Data excerpts -
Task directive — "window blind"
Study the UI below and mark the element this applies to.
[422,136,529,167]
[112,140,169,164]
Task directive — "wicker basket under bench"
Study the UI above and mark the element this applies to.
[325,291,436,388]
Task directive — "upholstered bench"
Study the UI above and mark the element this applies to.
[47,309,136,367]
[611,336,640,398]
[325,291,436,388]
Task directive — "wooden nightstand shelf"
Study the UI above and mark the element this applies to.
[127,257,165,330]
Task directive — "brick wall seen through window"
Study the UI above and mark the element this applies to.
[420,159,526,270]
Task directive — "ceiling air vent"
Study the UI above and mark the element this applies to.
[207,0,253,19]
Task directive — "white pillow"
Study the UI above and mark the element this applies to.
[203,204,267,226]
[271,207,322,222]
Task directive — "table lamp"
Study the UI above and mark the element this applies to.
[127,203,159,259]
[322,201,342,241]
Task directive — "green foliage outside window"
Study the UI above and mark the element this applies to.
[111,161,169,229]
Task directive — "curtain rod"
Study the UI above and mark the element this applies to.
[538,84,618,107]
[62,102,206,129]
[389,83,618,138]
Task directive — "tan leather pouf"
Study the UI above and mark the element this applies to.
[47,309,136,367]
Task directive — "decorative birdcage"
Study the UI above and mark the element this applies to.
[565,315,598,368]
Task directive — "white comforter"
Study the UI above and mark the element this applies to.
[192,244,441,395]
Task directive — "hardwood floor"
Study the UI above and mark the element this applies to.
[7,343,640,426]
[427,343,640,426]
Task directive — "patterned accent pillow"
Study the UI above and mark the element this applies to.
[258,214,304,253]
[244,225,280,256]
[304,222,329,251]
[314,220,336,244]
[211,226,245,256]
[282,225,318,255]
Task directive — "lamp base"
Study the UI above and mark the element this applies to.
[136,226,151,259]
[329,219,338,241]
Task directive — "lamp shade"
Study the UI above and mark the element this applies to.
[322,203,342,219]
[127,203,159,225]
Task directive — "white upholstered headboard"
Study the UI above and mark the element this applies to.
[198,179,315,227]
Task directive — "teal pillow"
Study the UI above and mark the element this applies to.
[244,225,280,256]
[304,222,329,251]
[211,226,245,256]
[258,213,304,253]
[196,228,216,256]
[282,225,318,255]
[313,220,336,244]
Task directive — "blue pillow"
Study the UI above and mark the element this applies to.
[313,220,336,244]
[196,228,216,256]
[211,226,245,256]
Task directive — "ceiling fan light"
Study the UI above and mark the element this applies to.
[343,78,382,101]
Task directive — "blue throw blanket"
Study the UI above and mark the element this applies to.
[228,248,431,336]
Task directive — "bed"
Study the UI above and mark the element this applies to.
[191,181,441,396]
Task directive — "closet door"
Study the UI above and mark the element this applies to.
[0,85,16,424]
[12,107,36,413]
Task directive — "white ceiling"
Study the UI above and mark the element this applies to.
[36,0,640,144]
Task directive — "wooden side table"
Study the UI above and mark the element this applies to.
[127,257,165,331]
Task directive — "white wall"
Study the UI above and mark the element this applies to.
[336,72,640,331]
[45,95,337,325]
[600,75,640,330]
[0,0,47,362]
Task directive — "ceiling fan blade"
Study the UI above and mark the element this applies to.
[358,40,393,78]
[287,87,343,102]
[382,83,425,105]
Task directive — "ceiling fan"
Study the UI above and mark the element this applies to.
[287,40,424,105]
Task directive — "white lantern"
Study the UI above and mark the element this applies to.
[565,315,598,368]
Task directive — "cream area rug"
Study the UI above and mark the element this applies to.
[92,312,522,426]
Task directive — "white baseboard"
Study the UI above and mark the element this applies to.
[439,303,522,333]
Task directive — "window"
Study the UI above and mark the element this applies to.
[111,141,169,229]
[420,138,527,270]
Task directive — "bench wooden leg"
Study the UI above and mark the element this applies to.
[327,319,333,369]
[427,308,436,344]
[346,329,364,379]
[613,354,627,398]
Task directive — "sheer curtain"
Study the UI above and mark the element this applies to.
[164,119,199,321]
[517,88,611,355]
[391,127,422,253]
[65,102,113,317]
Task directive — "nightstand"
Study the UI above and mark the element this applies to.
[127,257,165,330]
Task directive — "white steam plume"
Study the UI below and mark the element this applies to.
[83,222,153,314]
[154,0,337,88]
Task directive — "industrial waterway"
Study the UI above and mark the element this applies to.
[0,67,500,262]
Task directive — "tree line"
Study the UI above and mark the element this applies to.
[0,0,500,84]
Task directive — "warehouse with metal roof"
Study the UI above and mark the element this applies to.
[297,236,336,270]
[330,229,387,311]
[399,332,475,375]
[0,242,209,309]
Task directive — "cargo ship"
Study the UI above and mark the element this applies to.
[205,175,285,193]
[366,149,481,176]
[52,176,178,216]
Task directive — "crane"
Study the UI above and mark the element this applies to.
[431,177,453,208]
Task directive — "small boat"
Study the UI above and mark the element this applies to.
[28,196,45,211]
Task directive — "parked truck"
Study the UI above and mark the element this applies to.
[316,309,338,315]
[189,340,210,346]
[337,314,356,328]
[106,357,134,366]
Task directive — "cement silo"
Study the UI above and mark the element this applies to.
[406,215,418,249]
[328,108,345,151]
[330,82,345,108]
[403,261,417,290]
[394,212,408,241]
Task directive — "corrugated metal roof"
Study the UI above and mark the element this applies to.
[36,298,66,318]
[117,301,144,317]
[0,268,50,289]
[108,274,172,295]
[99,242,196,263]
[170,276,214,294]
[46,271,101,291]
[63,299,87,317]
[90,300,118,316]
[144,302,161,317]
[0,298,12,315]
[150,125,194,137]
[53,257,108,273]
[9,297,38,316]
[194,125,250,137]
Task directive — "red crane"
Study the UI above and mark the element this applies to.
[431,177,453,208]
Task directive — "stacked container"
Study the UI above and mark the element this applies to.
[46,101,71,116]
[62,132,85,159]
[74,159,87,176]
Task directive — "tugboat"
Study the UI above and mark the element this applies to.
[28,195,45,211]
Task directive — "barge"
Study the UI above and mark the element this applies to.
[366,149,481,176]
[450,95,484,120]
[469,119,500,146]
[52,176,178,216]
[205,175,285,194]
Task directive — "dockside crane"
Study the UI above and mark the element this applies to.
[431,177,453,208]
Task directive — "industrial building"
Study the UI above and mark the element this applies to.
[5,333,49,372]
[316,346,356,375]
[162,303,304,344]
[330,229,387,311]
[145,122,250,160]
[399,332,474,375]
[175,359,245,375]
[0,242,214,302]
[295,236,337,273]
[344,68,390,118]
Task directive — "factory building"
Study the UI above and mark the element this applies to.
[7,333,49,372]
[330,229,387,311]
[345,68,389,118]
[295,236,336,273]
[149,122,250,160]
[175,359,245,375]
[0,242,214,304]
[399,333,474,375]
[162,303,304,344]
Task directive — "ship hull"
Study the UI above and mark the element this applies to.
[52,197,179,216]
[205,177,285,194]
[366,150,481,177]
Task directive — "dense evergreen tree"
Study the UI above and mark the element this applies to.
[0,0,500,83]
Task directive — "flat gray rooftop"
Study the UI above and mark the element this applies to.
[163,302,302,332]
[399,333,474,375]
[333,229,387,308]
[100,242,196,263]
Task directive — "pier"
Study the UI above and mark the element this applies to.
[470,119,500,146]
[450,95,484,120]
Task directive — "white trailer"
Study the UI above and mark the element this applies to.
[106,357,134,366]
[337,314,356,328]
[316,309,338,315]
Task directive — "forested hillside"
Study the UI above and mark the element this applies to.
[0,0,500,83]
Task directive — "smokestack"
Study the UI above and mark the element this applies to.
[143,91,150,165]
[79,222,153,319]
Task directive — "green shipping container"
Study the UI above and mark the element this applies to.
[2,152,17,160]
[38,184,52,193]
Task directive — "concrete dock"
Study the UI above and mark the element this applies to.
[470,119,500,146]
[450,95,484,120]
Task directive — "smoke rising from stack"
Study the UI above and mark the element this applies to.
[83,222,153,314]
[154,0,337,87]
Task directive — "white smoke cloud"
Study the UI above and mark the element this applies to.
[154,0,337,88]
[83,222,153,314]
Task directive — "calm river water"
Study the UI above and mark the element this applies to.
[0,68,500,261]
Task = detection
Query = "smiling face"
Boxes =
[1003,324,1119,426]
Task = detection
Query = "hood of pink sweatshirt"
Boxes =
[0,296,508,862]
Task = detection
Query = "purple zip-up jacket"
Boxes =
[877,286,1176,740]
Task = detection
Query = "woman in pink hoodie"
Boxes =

Exercise instructions - Please print the items from the very beginning through the line containing "[420,159,526,270]", including both ends, and reproduce every line unchanged.

Exercise answer -
Task directive — "window blind"
Study the UI below and mark the element this applies to.
[422,136,529,167]
[112,140,169,164]
Task directive — "wicker basket under bench"
Study the UI above and mark the element this applies to.
[325,291,436,388]
Task directive — "upholstered bench"
Study the UI above and mark the element this applies to.
[47,309,136,367]
[611,336,640,398]
[325,291,436,388]
Task directive — "wooden nightstand shelf"
Study the UI above and mark the element this applies to.
[127,257,165,330]
Task directive — "brick wall seen through window"
Study the UI above and mark the element this applies to.
[420,159,526,270]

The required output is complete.